TEXT EXCERPT:
▶

About the validation of metadata file using keemei plugin


I’m trying to validate the metadata file using keemei plugin. I created a table with two empty columns :
I didn’t mention any information in those two columns because i used the same forward primer for all the samples and i don’t have the exact combination of barcode sequences.

Keemei don’t validate this table. Is there any solution to validate it without taking into consideration those information BarcodeSequence and LinkerPrimerSequence ?

Thank you

Hi @M_F,
Welcome to the forum!

Can you give us a bit more detail as what you are planning to do exactly? It is unclear what type of files you have and what you need.

Are your files already demultiplexed? If so, then why do you need these 2 columns at all? Unless for some reason demultiplexing didn’t remove those sequences and your plan is to remove them through another step?

Note that the BarcodeSequence and LinkerPrimerSequence usually do not refer to your forward primer sequence. That would be its own column.

◀

ACTIONS TO TAKE:
a - Do these statements agree with the Keemei forum thread? Answer yes or no for each, and quote the exact words from the thread that settle it.
(i) The poster used one forward primer for every sample.
(ii) The reply says BarcodeSequence and LinkerPrimerSequence usually refer to the forward primer sequence.
(iii) The poster's table had three empty columns.
b - Carry on the Keemei forum thread from its last sentence.
The lines after the Keemei forum thread are separate material.

GIVEN ENTRIES:

▶

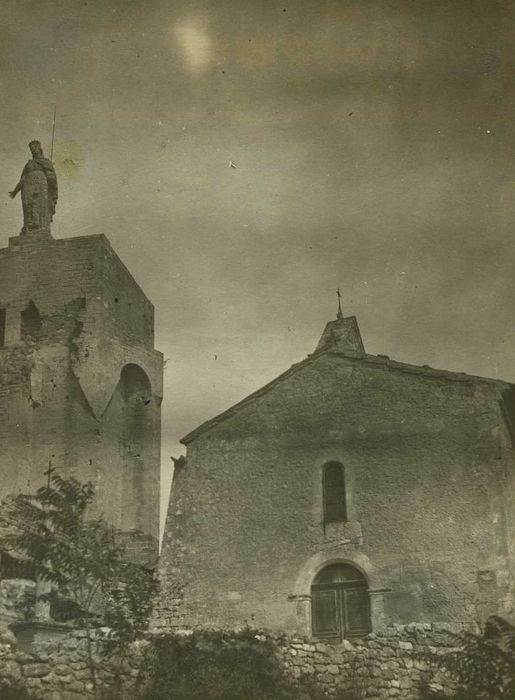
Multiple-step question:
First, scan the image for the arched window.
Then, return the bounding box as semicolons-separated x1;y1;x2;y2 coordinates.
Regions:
311;564;372;642
322;462;347;523
21;301;41;340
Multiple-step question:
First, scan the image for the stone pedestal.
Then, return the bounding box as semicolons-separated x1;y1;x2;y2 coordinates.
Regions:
9;621;72;654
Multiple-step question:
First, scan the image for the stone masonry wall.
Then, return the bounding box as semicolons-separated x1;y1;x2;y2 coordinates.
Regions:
277;623;459;700
0;235;162;558
156;353;515;634
0;629;148;700
0;624;464;700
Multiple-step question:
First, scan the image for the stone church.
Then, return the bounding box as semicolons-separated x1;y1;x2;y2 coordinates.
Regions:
156;312;515;641
0;142;163;576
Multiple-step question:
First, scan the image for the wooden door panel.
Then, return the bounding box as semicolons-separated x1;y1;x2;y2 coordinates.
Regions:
312;588;341;639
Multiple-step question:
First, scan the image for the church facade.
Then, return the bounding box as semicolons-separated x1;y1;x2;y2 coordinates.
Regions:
0;226;163;561
155;314;515;641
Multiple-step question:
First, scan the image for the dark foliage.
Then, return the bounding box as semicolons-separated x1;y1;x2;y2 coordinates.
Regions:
141;629;325;700
421;616;515;700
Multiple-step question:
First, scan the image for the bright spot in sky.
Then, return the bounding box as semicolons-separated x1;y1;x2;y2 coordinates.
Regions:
173;19;213;73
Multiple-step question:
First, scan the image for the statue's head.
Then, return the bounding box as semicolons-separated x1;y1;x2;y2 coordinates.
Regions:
29;141;43;156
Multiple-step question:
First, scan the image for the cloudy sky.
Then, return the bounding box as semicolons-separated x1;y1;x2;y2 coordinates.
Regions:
0;0;515;524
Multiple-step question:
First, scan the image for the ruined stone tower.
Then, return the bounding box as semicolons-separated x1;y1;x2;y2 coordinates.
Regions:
0;232;163;559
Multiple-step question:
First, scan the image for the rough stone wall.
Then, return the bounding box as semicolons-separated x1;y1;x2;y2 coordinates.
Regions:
155;352;514;634
0;630;147;700
0;235;162;556
0;624;458;700
276;623;460;700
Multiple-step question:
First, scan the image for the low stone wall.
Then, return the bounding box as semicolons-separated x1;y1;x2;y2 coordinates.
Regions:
0;629;148;700
0;624;459;700
276;623;462;700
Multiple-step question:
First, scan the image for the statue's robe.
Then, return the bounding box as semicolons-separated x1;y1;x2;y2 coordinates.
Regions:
21;156;57;232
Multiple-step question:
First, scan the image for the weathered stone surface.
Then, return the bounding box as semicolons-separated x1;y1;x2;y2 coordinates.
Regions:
154;318;515;645
0;235;162;572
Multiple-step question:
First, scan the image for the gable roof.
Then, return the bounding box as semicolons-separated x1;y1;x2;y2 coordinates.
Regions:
180;322;515;445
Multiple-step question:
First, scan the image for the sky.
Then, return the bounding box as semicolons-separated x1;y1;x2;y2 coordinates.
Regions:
0;0;515;532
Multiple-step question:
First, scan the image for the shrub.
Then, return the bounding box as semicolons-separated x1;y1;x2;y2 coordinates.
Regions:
141;629;324;700
421;616;515;700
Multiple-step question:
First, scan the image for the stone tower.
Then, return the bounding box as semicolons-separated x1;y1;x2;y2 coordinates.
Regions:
0;230;163;560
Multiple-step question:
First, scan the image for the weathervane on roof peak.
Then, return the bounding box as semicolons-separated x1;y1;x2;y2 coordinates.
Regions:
336;287;343;320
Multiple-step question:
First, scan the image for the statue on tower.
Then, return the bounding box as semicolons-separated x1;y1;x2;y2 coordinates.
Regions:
9;141;57;234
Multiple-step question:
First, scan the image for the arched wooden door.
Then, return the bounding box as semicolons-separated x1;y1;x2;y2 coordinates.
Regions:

◀

ANSWERS FOR THE EXERCISE:
a -
(i) Yes: "i used the same forward primer for all the samples"
(ii) No: "the BarcodeSequence and LinkerPrimerSequence usually do not refer to your forward primer sequence"
(iii) No: "I created a table with two empty columns"

b -
Does that mean your files are not demultiplexed ? If not, then how do you plan on demultiplexing them without the barcode sequences? You’ll need to find those.

By the way those 2 columns are not required so you can just leave them out and run keemei on your metadata file without them.

1 Like

Thank you for the response

concerning the LinkerPrimerSequence i have the forward and reverse primers used to amplify v3-v4 regions of all samples as you mentioned this column does not refer to your forward primer sequence that’s why i’ve kept this column empty without information.
What they mean exactly by LinkerPrimerSequence ?

I find the barcodes i will give you an example for a sample X i found
I7_Index_ID N701 index1 TAAGGCGA
I5_Index_ID S517 index2 GCGTAAGA
noting that for 16SrDNA sequencing of bacterial DNA (v3-v4) using illumina technology dual indices and Illumina sequencing adapters were attached using the Nextera XT Index Kit.

For the sample X shall i put barcode sequence TAAGGCGA corresponding to the index 1 or may i use index 2 ?

FINALLY if it’s not mandatory to keep those columns i can remove them.
Thank you for your help

Hi @M_F,
I'm still not sure if your reads are demultiplexed or not. If they are demultiplexed you don't need to worry about the barcode sequences at all.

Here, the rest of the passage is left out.